■ **Work required**
Print every line of the listing below with no characters changed.

■ **Input records**
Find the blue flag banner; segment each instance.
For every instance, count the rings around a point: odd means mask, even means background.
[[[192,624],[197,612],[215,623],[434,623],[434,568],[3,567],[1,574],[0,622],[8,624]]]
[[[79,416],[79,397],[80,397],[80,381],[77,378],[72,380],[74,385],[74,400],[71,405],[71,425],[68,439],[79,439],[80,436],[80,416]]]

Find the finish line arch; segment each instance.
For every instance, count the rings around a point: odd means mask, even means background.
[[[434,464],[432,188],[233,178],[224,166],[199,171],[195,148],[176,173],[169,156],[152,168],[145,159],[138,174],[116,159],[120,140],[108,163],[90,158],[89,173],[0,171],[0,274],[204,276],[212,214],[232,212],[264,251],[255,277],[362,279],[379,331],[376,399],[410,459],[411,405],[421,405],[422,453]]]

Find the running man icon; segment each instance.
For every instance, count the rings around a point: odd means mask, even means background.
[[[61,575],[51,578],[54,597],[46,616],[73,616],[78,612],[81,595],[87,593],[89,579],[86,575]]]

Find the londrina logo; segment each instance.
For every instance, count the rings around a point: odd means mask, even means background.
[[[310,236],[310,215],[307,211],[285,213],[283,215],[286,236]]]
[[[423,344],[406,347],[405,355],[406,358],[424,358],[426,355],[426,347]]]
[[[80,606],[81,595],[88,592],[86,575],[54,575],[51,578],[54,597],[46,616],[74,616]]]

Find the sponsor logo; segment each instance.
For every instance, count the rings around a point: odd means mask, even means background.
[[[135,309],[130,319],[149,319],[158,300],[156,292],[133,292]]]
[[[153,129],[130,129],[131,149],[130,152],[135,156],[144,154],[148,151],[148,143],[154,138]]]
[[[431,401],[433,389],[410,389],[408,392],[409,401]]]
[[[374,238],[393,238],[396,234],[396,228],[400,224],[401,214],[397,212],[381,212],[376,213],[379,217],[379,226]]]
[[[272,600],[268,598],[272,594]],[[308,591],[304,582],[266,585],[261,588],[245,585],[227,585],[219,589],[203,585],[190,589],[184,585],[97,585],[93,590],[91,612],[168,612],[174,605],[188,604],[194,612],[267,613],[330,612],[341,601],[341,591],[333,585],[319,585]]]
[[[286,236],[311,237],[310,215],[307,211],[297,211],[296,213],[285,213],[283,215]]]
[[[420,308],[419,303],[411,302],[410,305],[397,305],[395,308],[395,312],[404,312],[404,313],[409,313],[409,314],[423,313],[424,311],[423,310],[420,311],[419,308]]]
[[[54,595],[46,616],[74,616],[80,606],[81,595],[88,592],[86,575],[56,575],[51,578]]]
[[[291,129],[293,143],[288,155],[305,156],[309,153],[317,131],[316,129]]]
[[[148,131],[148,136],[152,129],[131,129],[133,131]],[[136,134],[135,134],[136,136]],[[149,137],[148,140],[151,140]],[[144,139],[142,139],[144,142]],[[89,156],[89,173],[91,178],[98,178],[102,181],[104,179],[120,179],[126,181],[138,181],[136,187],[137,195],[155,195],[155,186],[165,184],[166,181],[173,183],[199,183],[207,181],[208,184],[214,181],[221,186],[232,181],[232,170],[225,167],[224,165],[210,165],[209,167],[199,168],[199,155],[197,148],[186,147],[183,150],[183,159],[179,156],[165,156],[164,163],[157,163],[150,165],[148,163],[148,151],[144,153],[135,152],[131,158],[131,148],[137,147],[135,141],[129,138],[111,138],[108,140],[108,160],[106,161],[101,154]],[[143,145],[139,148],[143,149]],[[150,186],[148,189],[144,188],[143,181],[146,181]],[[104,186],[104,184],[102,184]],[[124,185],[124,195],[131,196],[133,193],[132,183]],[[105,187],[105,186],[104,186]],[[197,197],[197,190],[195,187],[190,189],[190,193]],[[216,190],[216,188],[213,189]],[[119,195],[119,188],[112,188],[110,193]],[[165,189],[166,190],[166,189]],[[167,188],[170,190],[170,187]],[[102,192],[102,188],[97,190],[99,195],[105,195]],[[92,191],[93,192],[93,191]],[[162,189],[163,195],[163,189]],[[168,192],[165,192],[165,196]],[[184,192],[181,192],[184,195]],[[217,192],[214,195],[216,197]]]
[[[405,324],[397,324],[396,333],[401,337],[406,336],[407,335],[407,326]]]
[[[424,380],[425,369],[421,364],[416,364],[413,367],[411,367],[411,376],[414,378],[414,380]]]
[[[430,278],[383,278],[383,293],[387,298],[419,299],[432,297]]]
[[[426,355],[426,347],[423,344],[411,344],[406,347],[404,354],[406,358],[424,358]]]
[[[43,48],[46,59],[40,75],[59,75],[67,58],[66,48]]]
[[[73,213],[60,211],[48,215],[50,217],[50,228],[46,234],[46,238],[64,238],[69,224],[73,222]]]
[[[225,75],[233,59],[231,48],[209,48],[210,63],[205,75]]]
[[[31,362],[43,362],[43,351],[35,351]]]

■ **Answer to this task**
Find the blue flag banner; segment each instance.
For every instance, count the rings around a point: odd means mask, even means background.
[[[192,624],[197,612],[215,623],[434,623],[434,568],[3,567],[1,574],[0,622],[8,624]]]
[[[79,416],[79,397],[80,397],[80,381],[77,378],[72,380],[74,385],[74,400],[71,405],[71,425],[68,439],[79,439],[80,436],[80,416]]]

Find the finish line arch; segment each instance.
For every instance, count the rings around a point: odd means mask, even means background.
[[[434,464],[432,188],[233,178],[224,166],[199,171],[195,148],[176,173],[169,156],[152,168],[145,159],[138,174],[116,159],[120,140],[108,163],[90,158],[89,173],[0,171],[0,274],[204,276],[212,214],[232,212],[264,251],[255,277],[362,279],[379,331],[376,399],[410,459],[411,405],[421,405],[422,453]]]

Find the running man icon; segment each instance.
For every instance, count the rings around a point: odd means mask, even means background.
[[[61,575],[51,578],[54,597],[46,616],[73,616],[78,612],[81,595],[87,593],[89,579],[86,575]]]

Find the londrina logo; segment each instance.
For every instance, count the rings around a point: odd means mask, even means background.
[[[310,236],[310,215],[307,211],[285,213],[283,215],[286,236]]]
[[[423,344],[406,347],[405,355],[406,358],[424,358],[426,355],[426,347]]]
[[[80,606],[81,595],[88,592],[86,575],[54,575],[51,578],[54,597],[46,616],[74,616]]]

Find the sponsor logo; segment each instance.
For every instance, count the rings around a point: odd means mask, even means background.
[[[135,309],[130,319],[149,319],[158,300],[156,292],[133,292]]]
[[[153,129],[130,129],[131,149],[130,152],[135,156],[144,154],[148,151],[148,143],[154,138]]]
[[[431,401],[433,389],[410,389],[408,392],[409,401]]]
[[[374,238],[393,238],[396,234],[396,228],[400,224],[401,214],[397,212],[381,212],[376,213],[379,217],[379,226]]]
[[[272,600],[268,598],[272,594]],[[308,591],[304,582],[266,585],[261,588],[245,585],[227,585],[219,589],[203,585],[190,589],[184,585],[97,585],[93,590],[91,612],[168,612],[174,605],[188,604],[194,612],[267,613],[330,612],[341,601],[341,591],[333,585],[319,585]]]
[[[286,236],[311,237],[310,215],[307,211],[297,211],[296,213],[285,213],[283,215]]]
[[[420,308],[419,303],[411,302],[410,305],[397,305],[395,308],[395,312],[404,312],[404,313],[409,313],[409,314],[423,313],[424,311],[423,310],[420,311],[419,308]]]
[[[54,595],[46,616],[74,616],[80,606],[81,595],[88,592],[86,575],[56,575],[51,578]]]
[[[291,129],[293,143],[288,155],[305,156],[309,153],[317,131],[316,129]]]
[[[148,131],[148,136],[152,129],[131,129],[133,131]],[[136,134],[135,134],[136,136]],[[149,137],[148,140],[151,140]],[[144,139],[142,139],[144,142]],[[89,156],[89,173],[91,178],[98,178],[102,181],[104,179],[120,179],[126,181],[138,181],[136,187],[137,195],[155,195],[155,186],[165,184],[166,181],[173,183],[199,183],[207,181],[208,184],[214,181],[221,186],[232,181],[232,170],[225,167],[224,165],[210,165],[209,167],[199,168],[199,155],[197,148],[186,147],[183,150],[183,159],[179,156],[165,156],[164,163],[157,163],[150,165],[148,163],[148,151],[144,153],[135,152],[131,158],[131,148],[137,147],[135,141],[129,138],[111,138],[108,140],[108,160],[106,161],[101,154]],[[143,145],[139,148],[143,149]],[[150,186],[148,189],[144,188],[143,181],[146,181]],[[104,186],[104,184],[102,184]],[[124,185],[124,195],[131,196],[133,193],[132,183]],[[105,187],[105,186],[104,186]],[[197,197],[197,190],[195,187],[190,189],[190,193]],[[216,190],[216,188],[213,189]],[[119,195],[119,188],[112,188],[110,193]],[[165,189],[166,190],[166,189]],[[167,188],[170,190],[170,187]],[[102,192],[102,188],[97,190],[99,195],[105,195]],[[92,191],[93,192],[93,191]],[[162,189],[163,195],[163,189]],[[168,192],[165,192],[165,196]],[[184,192],[181,192],[184,195]],[[217,192],[214,195],[216,197]]]
[[[405,324],[397,324],[396,333],[401,337],[406,336],[407,335],[407,326]]]
[[[424,380],[425,369],[421,364],[416,364],[413,367],[411,367],[411,376],[414,378],[414,380]]]
[[[430,278],[383,278],[383,293],[387,298],[419,299],[432,297]]]
[[[426,355],[426,347],[423,344],[411,344],[406,347],[404,354],[406,358],[424,358]]]
[[[43,48],[46,59],[40,75],[59,75],[67,58],[66,48]]]
[[[73,213],[60,211],[48,215],[50,217],[50,228],[46,234],[46,238],[64,238],[69,224],[73,222]]]
[[[225,75],[233,59],[231,48],[209,48],[210,63],[205,75]]]
[[[31,362],[43,362],[43,351],[35,351]]]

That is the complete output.